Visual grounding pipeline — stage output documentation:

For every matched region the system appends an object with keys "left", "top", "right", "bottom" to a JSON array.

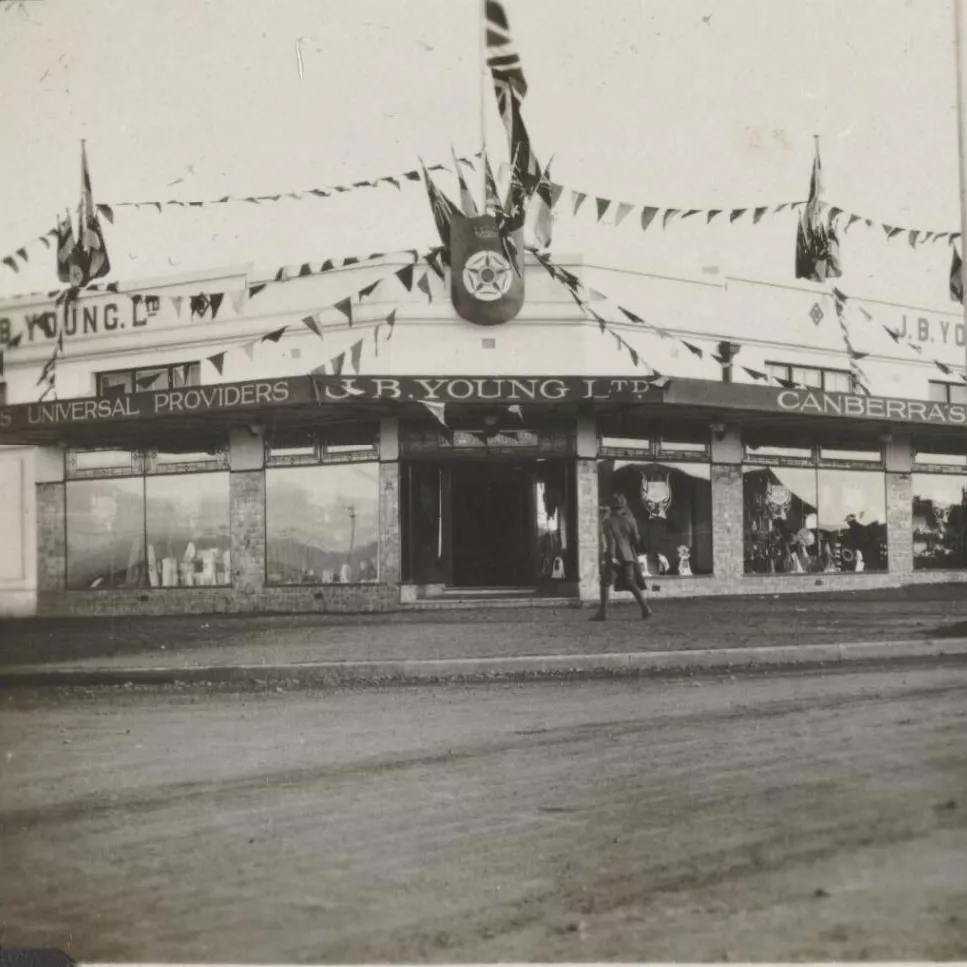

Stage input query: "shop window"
[
  {"left": 96, "top": 362, "right": 201, "bottom": 396},
  {"left": 911, "top": 474, "right": 967, "bottom": 571},
  {"left": 67, "top": 477, "right": 146, "bottom": 590},
  {"left": 265, "top": 461, "right": 379, "bottom": 585},
  {"left": 265, "top": 424, "right": 379, "bottom": 467},
  {"left": 927, "top": 379, "right": 967, "bottom": 403},
  {"left": 145, "top": 473, "right": 232, "bottom": 588},
  {"left": 598, "top": 459, "right": 712, "bottom": 577},
  {"left": 743, "top": 465, "right": 887, "bottom": 574},
  {"left": 67, "top": 443, "right": 232, "bottom": 590}
]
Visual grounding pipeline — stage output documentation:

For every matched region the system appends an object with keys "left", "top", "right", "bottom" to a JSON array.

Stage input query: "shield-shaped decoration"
[
  {"left": 766, "top": 483, "right": 792, "bottom": 520},
  {"left": 641, "top": 473, "right": 672, "bottom": 518},
  {"left": 450, "top": 213, "right": 524, "bottom": 326}
]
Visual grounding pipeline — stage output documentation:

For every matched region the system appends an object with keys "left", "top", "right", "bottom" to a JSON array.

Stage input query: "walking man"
[{"left": 591, "top": 494, "right": 651, "bottom": 621}]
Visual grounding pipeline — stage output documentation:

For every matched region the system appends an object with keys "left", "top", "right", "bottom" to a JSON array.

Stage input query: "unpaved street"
[{"left": 0, "top": 663, "right": 967, "bottom": 962}]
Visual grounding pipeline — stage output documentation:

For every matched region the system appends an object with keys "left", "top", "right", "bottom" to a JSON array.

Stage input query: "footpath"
[{"left": 0, "top": 584, "right": 967, "bottom": 689}]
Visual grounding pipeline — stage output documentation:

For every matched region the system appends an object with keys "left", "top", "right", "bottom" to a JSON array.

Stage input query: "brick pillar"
[
  {"left": 883, "top": 433, "right": 913, "bottom": 575},
  {"left": 37, "top": 483, "right": 67, "bottom": 594},
  {"left": 886, "top": 472, "right": 913, "bottom": 576},
  {"left": 575, "top": 458, "right": 601, "bottom": 601},
  {"left": 379, "top": 416, "right": 403, "bottom": 584},
  {"left": 231, "top": 470, "right": 265, "bottom": 594},
  {"left": 712, "top": 426, "right": 745, "bottom": 581}
]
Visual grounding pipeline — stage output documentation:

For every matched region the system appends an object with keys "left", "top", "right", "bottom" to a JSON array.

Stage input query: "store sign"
[
  {"left": 776, "top": 390, "right": 967, "bottom": 426},
  {"left": 0, "top": 376, "right": 662, "bottom": 433}
]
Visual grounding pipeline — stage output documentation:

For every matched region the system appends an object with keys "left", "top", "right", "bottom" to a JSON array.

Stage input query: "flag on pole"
[
  {"left": 57, "top": 209, "right": 74, "bottom": 282},
  {"left": 485, "top": 0, "right": 550, "bottom": 246},
  {"left": 69, "top": 141, "right": 111, "bottom": 287},
  {"left": 420, "top": 160, "right": 459, "bottom": 265},
  {"left": 950, "top": 245, "right": 964, "bottom": 305},
  {"left": 450, "top": 146, "right": 479, "bottom": 218},
  {"left": 796, "top": 138, "right": 843, "bottom": 282}
]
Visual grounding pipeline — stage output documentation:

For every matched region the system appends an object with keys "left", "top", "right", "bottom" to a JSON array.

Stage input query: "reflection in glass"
[
  {"left": 67, "top": 477, "right": 145, "bottom": 590},
  {"left": 534, "top": 460, "right": 573, "bottom": 581},
  {"left": 817, "top": 469, "right": 887, "bottom": 571},
  {"left": 145, "top": 473, "right": 232, "bottom": 588},
  {"left": 265, "top": 463, "right": 379, "bottom": 584},
  {"left": 742, "top": 467, "right": 822, "bottom": 574},
  {"left": 743, "top": 467, "right": 887, "bottom": 574},
  {"left": 912, "top": 473, "right": 967, "bottom": 571},
  {"left": 598, "top": 460, "right": 712, "bottom": 577}
]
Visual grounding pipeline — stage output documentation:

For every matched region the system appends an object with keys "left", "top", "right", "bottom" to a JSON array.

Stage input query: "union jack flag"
[
  {"left": 796, "top": 144, "right": 843, "bottom": 282},
  {"left": 486, "top": 0, "right": 527, "bottom": 99}
]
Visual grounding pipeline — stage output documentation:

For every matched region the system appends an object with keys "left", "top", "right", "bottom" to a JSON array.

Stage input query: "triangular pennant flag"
[
  {"left": 614, "top": 201, "right": 635, "bottom": 228},
  {"left": 682, "top": 339, "right": 705, "bottom": 359},
  {"left": 260, "top": 326, "right": 288, "bottom": 343},
  {"left": 416, "top": 272, "right": 433, "bottom": 302},
  {"left": 333, "top": 299, "right": 353, "bottom": 325},
  {"left": 302, "top": 316, "right": 322, "bottom": 339},
  {"left": 350, "top": 339, "right": 363, "bottom": 374},
  {"left": 419, "top": 400, "right": 447, "bottom": 426},
  {"left": 396, "top": 265, "right": 413, "bottom": 292}
]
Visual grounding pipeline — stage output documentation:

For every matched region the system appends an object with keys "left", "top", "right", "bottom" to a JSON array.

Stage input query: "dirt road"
[{"left": 0, "top": 665, "right": 967, "bottom": 963}]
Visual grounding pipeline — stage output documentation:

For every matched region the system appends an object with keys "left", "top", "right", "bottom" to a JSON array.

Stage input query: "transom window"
[
  {"left": 97, "top": 362, "right": 201, "bottom": 396},
  {"left": 927, "top": 379, "right": 967, "bottom": 403},
  {"left": 766, "top": 363, "right": 853, "bottom": 393}
]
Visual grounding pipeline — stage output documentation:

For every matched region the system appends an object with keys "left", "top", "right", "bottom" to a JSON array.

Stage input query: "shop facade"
[{"left": 0, "top": 258, "right": 967, "bottom": 615}]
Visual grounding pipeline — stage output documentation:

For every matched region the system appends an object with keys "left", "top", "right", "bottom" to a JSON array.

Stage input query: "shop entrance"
[
  {"left": 401, "top": 459, "right": 577, "bottom": 595},
  {"left": 450, "top": 463, "right": 534, "bottom": 588}
]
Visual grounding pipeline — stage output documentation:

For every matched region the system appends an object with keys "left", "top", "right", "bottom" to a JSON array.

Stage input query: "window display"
[
  {"left": 912, "top": 473, "right": 967, "bottom": 571},
  {"left": 145, "top": 473, "right": 232, "bottom": 588},
  {"left": 743, "top": 466, "right": 887, "bottom": 574},
  {"left": 265, "top": 463, "right": 379, "bottom": 584},
  {"left": 67, "top": 477, "right": 145, "bottom": 590},
  {"left": 598, "top": 460, "right": 712, "bottom": 577}
]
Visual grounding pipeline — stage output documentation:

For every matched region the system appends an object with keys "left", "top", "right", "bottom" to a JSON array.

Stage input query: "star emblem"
[{"left": 463, "top": 249, "right": 513, "bottom": 302}]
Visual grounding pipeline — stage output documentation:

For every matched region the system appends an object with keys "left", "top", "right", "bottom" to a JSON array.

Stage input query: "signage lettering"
[{"left": 776, "top": 390, "right": 967, "bottom": 426}]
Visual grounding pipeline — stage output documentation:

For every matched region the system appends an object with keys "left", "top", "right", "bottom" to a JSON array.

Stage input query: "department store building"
[{"left": 0, "top": 257, "right": 967, "bottom": 615}]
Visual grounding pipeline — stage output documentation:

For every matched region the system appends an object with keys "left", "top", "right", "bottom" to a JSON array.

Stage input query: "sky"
[{"left": 0, "top": 0, "right": 959, "bottom": 310}]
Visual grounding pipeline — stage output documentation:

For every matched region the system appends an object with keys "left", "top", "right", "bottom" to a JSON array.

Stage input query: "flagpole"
[
  {"left": 476, "top": 0, "right": 489, "bottom": 212},
  {"left": 951, "top": 0, "right": 967, "bottom": 404}
]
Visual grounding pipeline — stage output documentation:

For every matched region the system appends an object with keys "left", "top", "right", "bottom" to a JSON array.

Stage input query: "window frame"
[
  {"left": 764, "top": 359, "right": 856, "bottom": 393},
  {"left": 94, "top": 359, "right": 201, "bottom": 398}
]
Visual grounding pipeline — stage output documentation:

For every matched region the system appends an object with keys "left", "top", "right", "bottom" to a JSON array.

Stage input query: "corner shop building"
[{"left": 0, "top": 253, "right": 967, "bottom": 614}]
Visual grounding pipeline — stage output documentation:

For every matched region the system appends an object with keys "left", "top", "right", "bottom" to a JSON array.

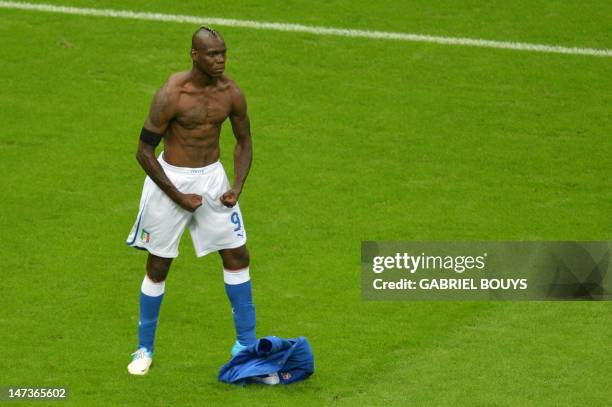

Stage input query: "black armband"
[{"left": 140, "top": 127, "right": 164, "bottom": 148}]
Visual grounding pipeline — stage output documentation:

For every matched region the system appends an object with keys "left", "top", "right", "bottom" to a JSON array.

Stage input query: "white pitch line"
[{"left": 0, "top": 1, "right": 612, "bottom": 57}]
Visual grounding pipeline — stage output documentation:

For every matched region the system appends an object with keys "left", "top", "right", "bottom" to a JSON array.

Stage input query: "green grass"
[{"left": 0, "top": 1, "right": 612, "bottom": 406}]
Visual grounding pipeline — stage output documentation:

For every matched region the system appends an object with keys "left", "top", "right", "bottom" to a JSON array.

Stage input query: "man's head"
[{"left": 191, "top": 26, "right": 226, "bottom": 78}]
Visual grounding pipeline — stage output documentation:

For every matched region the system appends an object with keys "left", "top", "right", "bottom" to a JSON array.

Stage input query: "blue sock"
[
  {"left": 223, "top": 267, "right": 257, "bottom": 346},
  {"left": 138, "top": 275, "right": 166, "bottom": 353}
]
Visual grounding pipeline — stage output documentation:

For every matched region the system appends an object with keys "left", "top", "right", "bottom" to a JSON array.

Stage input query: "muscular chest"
[{"left": 176, "top": 93, "right": 231, "bottom": 128}]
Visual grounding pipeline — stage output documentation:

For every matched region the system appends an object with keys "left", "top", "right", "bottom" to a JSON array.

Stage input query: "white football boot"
[
  {"left": 128, "top": 348, "right": 153, "bottom": 376},
  {"left": 251, "top": 373, "right": 280, "bottom": 386}
]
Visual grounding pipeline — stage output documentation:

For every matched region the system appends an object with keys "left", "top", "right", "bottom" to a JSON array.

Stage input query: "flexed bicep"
[{"left": 144, "top": 84, "right": 178, "bottom": 134}]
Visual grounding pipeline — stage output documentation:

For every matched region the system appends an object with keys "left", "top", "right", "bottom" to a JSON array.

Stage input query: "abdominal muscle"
[{"left": 164, "top": 122, "right": 221, "bottom": 168}]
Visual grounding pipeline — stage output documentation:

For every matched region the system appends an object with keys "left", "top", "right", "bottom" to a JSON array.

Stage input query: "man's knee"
[
  {"left": 147, "top": 254, "right": 172, "bottom": 283},
  {"left": 219, "top": 245, "right": 251, "bottom": 270}
]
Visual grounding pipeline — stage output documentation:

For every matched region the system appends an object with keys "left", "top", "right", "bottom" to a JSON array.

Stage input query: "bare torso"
[{"left": 164, "top": 72, "right": 237, "bottom": 168}]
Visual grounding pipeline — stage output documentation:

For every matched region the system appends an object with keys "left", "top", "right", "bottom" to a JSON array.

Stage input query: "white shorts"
[{"left": 126, "top": 153, "right": 246, "bottom": 258}]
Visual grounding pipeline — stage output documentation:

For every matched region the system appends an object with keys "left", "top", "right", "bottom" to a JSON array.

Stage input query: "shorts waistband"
[{"left": 157, "top": 151, "right": 221, "bottom": 174}]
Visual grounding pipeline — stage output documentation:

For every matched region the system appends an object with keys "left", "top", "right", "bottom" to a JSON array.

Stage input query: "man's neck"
[{"left": 191, "top": 66, "right": 219, "bottom": 88}]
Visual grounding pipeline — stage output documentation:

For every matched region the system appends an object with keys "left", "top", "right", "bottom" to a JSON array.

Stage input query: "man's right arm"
[{"left": 136, "top": 83, "right": 202, "bottom": 212}]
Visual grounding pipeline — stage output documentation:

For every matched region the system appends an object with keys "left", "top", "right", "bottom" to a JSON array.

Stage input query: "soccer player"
[{"left": 127, "top": 26, "right": 256, "bottom": 375}]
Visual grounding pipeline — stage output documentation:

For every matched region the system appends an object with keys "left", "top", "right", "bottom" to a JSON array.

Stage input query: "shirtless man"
[{"left": 127, "top": 27, "right": 256, "bottom": 375}]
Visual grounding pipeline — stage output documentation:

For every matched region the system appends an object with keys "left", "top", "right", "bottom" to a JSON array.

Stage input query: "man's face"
[{"left": 191, "top": 37, "right": 226, "bottom": 77}]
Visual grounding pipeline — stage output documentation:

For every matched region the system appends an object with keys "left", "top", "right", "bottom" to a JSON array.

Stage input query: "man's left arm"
[{"left": 221, "top": 87, "right": 253, "bottom": 208}]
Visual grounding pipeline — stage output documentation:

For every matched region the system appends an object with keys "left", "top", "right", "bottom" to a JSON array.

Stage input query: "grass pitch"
[{"left": 0, "top": 0, "right": 612, "bottom": 406}]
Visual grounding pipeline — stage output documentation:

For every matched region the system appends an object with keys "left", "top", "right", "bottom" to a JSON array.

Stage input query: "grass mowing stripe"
[{"left": 0, "top": 1, "right": 612, "bottom": 57}]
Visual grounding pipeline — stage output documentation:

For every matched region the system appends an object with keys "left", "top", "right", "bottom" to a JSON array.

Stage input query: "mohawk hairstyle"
[{"left": 194, "top": 25, "right": 223, "bottom": 38}]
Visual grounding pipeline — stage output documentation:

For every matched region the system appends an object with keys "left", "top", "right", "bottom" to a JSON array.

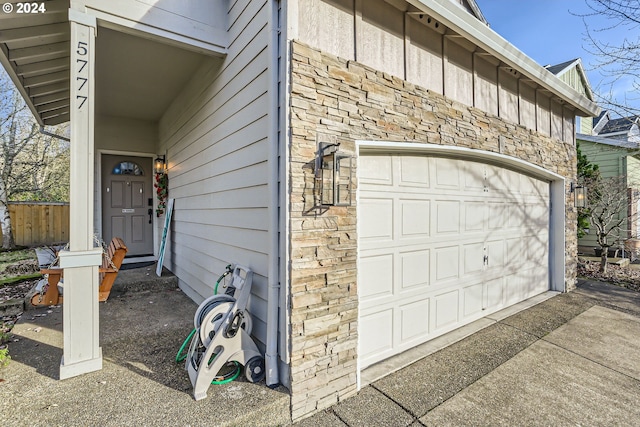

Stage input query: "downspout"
[{"left": 264, "top": 0, "right": 280, "bottom": 388}]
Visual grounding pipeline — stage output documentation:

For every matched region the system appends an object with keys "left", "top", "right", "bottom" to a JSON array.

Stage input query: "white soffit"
[{"left": 407, "top": 0, "right": 600, "bottom": 116}]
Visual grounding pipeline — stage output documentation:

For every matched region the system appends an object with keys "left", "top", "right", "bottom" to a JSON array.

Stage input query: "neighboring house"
[
  {"left": 0, "top": 0, "right": 599, "bottom": 419},
  {"left": 545, "top": 58, "right": 640, "bottom": 254},
  {"left": 577, "top": 134, "right": 640, "bottom": 255},
  {"left": 594, "top": 114, "right": 640, "bottom": 145}
]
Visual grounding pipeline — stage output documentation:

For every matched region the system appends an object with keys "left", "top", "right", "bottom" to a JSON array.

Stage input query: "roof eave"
[
  {"left": 0, "top": 45, "right": 44, "bottom": 126},
  {"left": 407, "top": 0, "right": 600, "bottom": 117}
]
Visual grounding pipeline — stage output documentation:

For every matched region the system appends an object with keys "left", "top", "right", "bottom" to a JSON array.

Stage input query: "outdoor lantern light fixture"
[
  {"left": 571, "top": 182, "right": 587, "bottom": 208},
  {"left": 153, "top": 155, "right": 165, "bottom": 173},
  {"left": 315, "top": 142, "right": 352, "bottom": 206}
]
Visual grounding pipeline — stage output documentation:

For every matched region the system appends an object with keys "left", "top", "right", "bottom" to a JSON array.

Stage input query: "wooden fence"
[{"left": 0, "top": 202, "right": 69, "bottom": 246}]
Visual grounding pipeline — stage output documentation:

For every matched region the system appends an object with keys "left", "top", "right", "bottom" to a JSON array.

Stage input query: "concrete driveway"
[{"left": 296, "top": 282, "right": 640, "bottom": 426}]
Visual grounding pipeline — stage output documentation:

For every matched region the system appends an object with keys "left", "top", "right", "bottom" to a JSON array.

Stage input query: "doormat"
[{"left": 120, "top": 261, "right": 156, "bottom": 271}]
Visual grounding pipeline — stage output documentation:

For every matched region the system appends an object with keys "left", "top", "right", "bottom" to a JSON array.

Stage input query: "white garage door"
[{"left": 358, "top": 155, "right": 549, "bottom": 368}]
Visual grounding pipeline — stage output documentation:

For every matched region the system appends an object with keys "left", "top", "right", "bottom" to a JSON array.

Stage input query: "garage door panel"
[
  {"left": 359, "top": 309, "right": 394, "bottom": 363},
  {"left": 358, "top": 156, "right": 393, "bottom": 186},
  {"left": 432, "top": 246, "right": 460, "bottom": 284},
  {"left": 359, "top": 255, "right": 394, "bottom": 301},
  {"left": 400, "top": 249, "right": 431, "bottom": 291},
  {"left": 487, "top": 239, "right": 505, "bottom": 270},
  {"left": 462, "top": 242, "right": 484, "bottom": 275},
  {"left": 506, "top": 203, "right": 527, "bottom": 228},
  {"left": 488, "top": 203, "right": 507, "bottom": 230},
  {"left": 462, "top": 282, "right": 484, "bottom": 317},
  {"left": 398, "top": 199, "right": 431, "bottom": 238},
  {"left": 434, "top": 200, "right": 461, "bottom": 234},
  {"left": 358, "top": 155, "right": 549, "bottom": 367},
  {"left": 463, "top": 201, "right": 487, "bottom": 232},
  {"left": 358, "top": 199, "right": 394, "bottom": 242},
  {"left": 485, "top": 277, "right": 504, "bottom": 311},
  {"left": 399, "top": 298, "right": 430, "bottom": 345},
  {"left": 432, "top": 289, "right": 460, "bottom": 332}
]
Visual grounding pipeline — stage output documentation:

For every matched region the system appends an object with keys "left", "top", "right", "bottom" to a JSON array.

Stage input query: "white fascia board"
[
  {"left": 576, "top": 133, "right": 640, "bottom": 150},
  {"left": 407, "top": 0, "right": 600, "bottom": 117},
  {"left": 0, "top": 49, "right": 45, "bottom": 126}
]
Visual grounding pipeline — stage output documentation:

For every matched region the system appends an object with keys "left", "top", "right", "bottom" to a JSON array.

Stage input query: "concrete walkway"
[
  {"left": 0, "top": 271, "right": 640, "bottom": 427},
  {"left": 296, "top": 282, "right": 640, "bottom": 427}
]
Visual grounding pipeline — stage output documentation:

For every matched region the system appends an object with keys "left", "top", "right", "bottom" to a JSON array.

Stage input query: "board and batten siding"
[
  {"left": 290, "top": 0, "right": 575, "bottom": 144},
  {"left": 159, "top": 0, "right": 270, "bottom": 349}
]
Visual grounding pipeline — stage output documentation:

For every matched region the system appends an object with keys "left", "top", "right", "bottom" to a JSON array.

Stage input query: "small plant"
[
  {"left": 0, "top": 322, "right": 11, "bottom": 368},
  {"left": 0, "top": 346, "right": 11, "bottom": 368}
]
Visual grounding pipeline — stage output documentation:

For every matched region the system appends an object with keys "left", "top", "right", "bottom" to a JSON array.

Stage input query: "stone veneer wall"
[{"left": 290, "top": 41, "right": 577, "bottom": 420}]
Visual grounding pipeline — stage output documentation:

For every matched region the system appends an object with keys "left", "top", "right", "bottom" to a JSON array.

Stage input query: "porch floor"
[{"left": 0, "top": 266, "right": 290, "bottom": 426}]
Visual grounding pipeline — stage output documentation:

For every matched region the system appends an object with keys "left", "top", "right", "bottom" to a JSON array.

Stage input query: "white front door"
[{"left": 358, "top": 155, "right": 549, "bottom": 368}]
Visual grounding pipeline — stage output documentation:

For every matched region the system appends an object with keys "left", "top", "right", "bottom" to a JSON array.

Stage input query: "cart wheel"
[{"left": 244, "top": 356, "right": 265, "bottom": 383}]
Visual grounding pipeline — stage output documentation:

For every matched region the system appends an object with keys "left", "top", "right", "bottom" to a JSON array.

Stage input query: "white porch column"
[{"left": 60, "top": 9, "right": 102, "bottom": 379}]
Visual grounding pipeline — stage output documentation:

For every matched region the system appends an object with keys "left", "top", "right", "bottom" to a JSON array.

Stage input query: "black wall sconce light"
[
  {"left": 153, "top": 155, "right": 166, "bottom": 173},
  {"left": 314, "top": 142, "right": 353, "bottom": 206},
  {"left": 571, "top": 182, "right": 587, "bottom": 208}
]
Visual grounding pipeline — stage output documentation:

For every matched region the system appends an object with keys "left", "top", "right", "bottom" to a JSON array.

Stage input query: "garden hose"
[
  {"left": 176, "top": 328, "right": 241, "bottom": 385},
  {"left": 176, "top": 264, "right": 242, "bottom": 385}
]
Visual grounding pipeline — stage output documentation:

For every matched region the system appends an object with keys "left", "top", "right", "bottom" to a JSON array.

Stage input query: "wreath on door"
[{"left": 153, "top": 172, "right": 169, "bottom": 216}]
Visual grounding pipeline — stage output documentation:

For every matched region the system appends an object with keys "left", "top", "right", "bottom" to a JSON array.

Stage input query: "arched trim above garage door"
[{"left": 356, "top": 141, "right": 565, "bottom": 292}]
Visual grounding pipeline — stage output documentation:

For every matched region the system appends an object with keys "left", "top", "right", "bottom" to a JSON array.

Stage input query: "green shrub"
[{"left": 0, "top": 347, "right": 11, "bottom": 368}]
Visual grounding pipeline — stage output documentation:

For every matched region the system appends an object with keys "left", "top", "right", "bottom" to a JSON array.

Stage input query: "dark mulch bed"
[{"left": 578, "top": 259, "right": 640, "bottom": 291}]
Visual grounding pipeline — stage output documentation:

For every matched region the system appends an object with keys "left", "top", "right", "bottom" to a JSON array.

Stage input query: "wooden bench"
[{"left": 31, "top": 237, "right": 127, "bottom": 306}]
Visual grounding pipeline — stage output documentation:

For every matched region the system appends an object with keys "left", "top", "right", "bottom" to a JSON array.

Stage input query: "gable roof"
[
  {"left": 598, "top": 116, "right": 640, "bottom": 135},
  {"left": 544, "top": 58, "right": 594, "bottom": 101},
  {"left": 453, "top": 0, "right": 489, "bottom": 25},
  {"left": 576, "top": 133, "right": 640, "bottom": 154}
]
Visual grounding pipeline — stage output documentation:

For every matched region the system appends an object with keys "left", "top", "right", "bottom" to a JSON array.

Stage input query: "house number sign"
[{"left": 76, "top": 41, "right": 89, "bottom": 110}]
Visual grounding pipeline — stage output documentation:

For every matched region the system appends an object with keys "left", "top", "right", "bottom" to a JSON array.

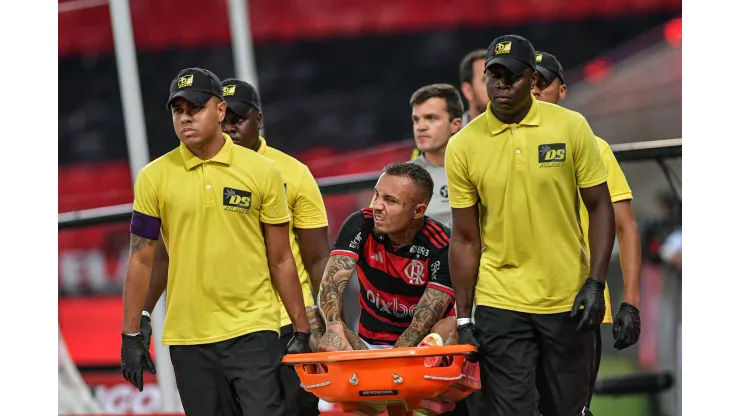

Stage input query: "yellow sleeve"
[
  {"left": 260, "top": 162, "right": 290, "bottom": 224},
  {"left": 134, "top": 170, "right": 161, "bottom": 218},
  {"left": 597, "top": 138, "right": 632, "bottom": 203},
  {"left": 293, "top": 166, "right": 329, "bottom": 229},
  {"left": 445, "top": 141, "right": 478, "bottom": 208},
  {"left": 573, "top": 116, "right": 606, "bottom": 188}
]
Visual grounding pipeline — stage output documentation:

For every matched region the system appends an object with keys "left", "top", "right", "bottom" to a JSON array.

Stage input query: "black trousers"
[
  {"left": 470, "top": 305, "right": 595, "bottom": 416},
  {"left": 170, "top": 331, "right": 284, "bottom": 416},
  {"left": 279, "top": 325, "right": 319, "bottom": 416},
  {"left": 588, "top": 324, "right": 603, "bottom": 407}
]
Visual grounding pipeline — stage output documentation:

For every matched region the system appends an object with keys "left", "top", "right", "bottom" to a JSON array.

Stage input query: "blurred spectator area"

==================================================

■ Exercise details ■
Show every line of the data above that contains the string "green", copied in full. Case counts when matching.

■ Final result ■
Stage input query: "green grass"
Stage input query: "green shrub"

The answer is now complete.